§ What to do:
Return the tail of the records exactly, starting from the line containing "of the doorway" and ending with the final line.

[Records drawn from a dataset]
[Start of Attachment]
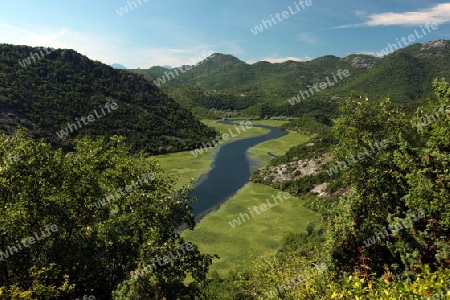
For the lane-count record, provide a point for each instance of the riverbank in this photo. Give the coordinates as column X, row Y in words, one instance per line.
column 188, row 168
column 259, row 236
column 256, row 237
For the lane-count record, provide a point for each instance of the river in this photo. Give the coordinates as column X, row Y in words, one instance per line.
column 231, row 170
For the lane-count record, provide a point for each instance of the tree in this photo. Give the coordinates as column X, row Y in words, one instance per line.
column 409, row 176
column 112, row 210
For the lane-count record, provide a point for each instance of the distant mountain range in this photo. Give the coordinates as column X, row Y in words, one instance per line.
column 60, row 94
column 264, row 89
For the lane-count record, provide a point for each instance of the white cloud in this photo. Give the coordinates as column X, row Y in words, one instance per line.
column 307, row 38
column 439, row 14
column 109, row 49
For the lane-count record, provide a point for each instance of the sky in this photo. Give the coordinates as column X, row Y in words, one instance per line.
column 146, row 33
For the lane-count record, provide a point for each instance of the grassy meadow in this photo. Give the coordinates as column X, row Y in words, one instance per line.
column 258, row 236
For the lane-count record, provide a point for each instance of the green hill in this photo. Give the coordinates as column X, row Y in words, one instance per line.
column 54, row 91
column 224, row 82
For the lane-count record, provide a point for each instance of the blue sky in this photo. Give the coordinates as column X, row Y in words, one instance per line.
column 176, row 32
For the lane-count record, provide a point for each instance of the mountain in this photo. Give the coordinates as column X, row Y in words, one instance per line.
column 118, row 66
column 60, row 94
column 264, row 88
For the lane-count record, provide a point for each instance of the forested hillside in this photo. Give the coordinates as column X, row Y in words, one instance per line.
column 263, row 89
column 47, row 91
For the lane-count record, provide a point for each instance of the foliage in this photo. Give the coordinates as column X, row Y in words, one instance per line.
column 64, row 86
column 411, row 174
column 94, row 248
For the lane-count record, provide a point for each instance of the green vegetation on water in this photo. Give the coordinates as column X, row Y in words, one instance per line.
column 261, row 235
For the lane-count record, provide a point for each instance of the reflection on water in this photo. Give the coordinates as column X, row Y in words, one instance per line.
column 230, row 171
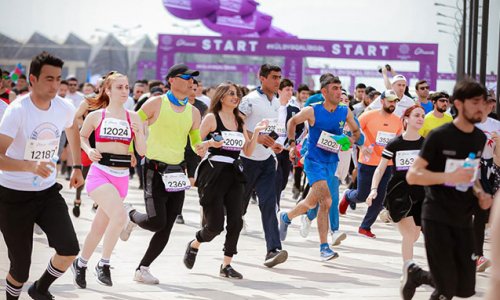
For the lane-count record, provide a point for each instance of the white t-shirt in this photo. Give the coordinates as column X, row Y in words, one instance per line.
column 256, row 107
column 401, row 106
column 488, row 127
column 36, row 135
column 75, row 98
column 205, row 99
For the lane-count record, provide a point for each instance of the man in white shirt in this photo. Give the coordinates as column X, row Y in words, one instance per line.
column 398, row 85
column 73, row 94
column 29, row 137
column 260, row 168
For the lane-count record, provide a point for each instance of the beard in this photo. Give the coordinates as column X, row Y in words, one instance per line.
column 389, row 109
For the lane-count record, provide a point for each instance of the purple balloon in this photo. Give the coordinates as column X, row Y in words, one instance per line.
column 237, row 7
column 191, row 9
column 237, row 25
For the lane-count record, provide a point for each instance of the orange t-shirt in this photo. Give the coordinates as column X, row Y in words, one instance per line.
column 378, row 130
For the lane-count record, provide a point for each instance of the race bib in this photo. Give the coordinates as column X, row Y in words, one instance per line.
column 176, row 182
column 41, row 150
column 327, row 142
column 233, row 140
column 453, row 164
column 404, row 159
column 384, row 137
column 115, row 129
column 273, row 125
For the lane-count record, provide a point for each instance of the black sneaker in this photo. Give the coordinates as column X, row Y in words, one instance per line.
column 229, row 272
column 103, row 275
column 410, row 281
column 79, row 274
column 76, row 208
column 276, row 257
column 190, row 256
column 35, row 294
column 179, row 219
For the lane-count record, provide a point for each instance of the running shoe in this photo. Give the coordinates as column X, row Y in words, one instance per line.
column 35, row 294
column 276, row 257
column 283, row 226
column 482, row 263
column 305, row 226
column 79, row 274
column 229, row 272
column 143, row 275
column 327, row 254
column 103, row 275
column 190, row 256
column 366, row 232
column 338, row 237
column 343, row 204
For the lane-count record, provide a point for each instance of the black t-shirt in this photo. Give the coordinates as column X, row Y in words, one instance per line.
column 402, row 153
column 443, row 203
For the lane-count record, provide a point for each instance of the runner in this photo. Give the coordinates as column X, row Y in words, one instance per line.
column 326, row 123
column 29, row 137
column 107, row 183
column 220, row 179
column 379, row 127
column 447, row 211
column 171, row 119
column 403, row 201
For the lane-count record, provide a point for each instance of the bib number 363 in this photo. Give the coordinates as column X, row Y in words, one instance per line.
column 176, row 182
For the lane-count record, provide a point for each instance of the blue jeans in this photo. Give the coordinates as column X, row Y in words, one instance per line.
column 365, row 175
column 261, row 176
column 333, row 186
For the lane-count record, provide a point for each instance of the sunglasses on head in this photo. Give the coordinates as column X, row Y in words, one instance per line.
column 185, row 76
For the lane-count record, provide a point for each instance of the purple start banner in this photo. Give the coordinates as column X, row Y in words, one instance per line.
column 295, row 50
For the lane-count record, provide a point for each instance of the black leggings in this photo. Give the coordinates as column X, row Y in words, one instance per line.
column 230, row 192
column 162, row 208
column 85, row 171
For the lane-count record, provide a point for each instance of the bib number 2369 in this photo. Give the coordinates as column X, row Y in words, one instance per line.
column 176, row 182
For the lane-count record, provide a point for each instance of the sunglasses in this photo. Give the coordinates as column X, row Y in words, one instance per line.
column 185, row 76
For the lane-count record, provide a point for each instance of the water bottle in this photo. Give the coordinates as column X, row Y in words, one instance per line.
column 468, row 163
column 37, row 179
column 366, row 158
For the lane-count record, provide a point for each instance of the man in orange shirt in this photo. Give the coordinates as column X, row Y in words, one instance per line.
column 379, row 126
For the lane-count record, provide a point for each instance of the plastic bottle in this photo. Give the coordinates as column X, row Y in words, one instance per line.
column 366, row 158
column 468, row 163
column 37, row 179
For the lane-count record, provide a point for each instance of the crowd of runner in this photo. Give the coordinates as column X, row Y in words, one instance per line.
column 428, row 163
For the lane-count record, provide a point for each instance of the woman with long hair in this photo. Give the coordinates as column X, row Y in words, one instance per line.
column 220, row 179
column 404, row 201
column 108, row 177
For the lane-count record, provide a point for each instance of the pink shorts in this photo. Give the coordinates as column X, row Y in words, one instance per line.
column 99, row 175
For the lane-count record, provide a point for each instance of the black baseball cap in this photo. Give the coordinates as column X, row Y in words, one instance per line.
column 180, row 69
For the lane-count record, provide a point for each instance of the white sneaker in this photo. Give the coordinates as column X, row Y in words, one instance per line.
column 338, row 237
column 305, row 226
column 144, row 276
column 127, row 230
column 37, row 229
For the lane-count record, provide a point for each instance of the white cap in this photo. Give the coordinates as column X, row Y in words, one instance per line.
column 398, row 77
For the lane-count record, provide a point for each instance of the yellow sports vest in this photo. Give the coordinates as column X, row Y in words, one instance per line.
column 168, row 135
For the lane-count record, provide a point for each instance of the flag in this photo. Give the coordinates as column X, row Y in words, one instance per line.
column 14, row 75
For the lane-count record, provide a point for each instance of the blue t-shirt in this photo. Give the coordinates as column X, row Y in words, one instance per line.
column 331, row 122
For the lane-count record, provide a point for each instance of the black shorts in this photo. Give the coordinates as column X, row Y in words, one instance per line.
column 19, row 211
column 452, row 262
column 192, row 161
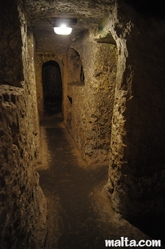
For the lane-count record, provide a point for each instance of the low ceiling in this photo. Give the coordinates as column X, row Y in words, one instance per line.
column 42, row 13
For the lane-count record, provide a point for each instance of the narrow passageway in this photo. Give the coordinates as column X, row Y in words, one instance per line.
column 79, row 212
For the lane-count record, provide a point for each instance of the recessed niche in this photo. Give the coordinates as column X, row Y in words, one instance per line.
column 70, row 99
column 75, row 69
column 52, row 87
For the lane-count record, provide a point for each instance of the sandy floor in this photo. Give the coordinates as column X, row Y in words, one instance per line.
column 79, row 211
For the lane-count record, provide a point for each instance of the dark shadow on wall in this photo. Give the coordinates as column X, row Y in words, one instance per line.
column 153, row 225
column 52, row 87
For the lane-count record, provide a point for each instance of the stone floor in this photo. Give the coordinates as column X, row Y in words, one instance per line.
column 79, row 212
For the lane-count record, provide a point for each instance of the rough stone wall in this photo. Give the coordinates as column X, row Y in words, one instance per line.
column 23, row 206
column 41, row 58
column 88, row 100
column 10, row 46
column 136, row 174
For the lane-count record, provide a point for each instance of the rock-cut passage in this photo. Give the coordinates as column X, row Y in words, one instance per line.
column 79, row 212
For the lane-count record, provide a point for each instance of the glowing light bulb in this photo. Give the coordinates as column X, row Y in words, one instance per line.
column 63, row 30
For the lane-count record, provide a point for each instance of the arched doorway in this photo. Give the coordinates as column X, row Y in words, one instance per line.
column 52, row 87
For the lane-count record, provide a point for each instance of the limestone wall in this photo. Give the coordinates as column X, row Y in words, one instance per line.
column 137, row 173
column 89, row 82
column 23, row 206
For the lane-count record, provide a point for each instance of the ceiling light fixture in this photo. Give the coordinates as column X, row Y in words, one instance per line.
column 64, row 26
column 63, row 30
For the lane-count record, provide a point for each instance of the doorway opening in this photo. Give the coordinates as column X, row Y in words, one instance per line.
column 52, row 87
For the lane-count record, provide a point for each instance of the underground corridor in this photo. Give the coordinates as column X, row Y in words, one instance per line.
column 82, row 117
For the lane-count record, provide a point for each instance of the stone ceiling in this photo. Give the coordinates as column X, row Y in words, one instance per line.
column 42, row 13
[End of Attachment]
§ Written reply:
For the lane-count record, provide a point for each instance of the doorway opening in this photo. Give the coordinates as column X, row Y in words, one instance per line.
column 52, row 87
For the lane-count record, provide a point for each instance of the underground corridor in this photo. Give the coordinates as column X, row Y in words, one instance per line.
column 82, row 117
For the lane-count record, provide a point for each instance of the stone ceiling in this photo. Give the coordinates as column X, row Y in words, one instance per line.
column 42, row 13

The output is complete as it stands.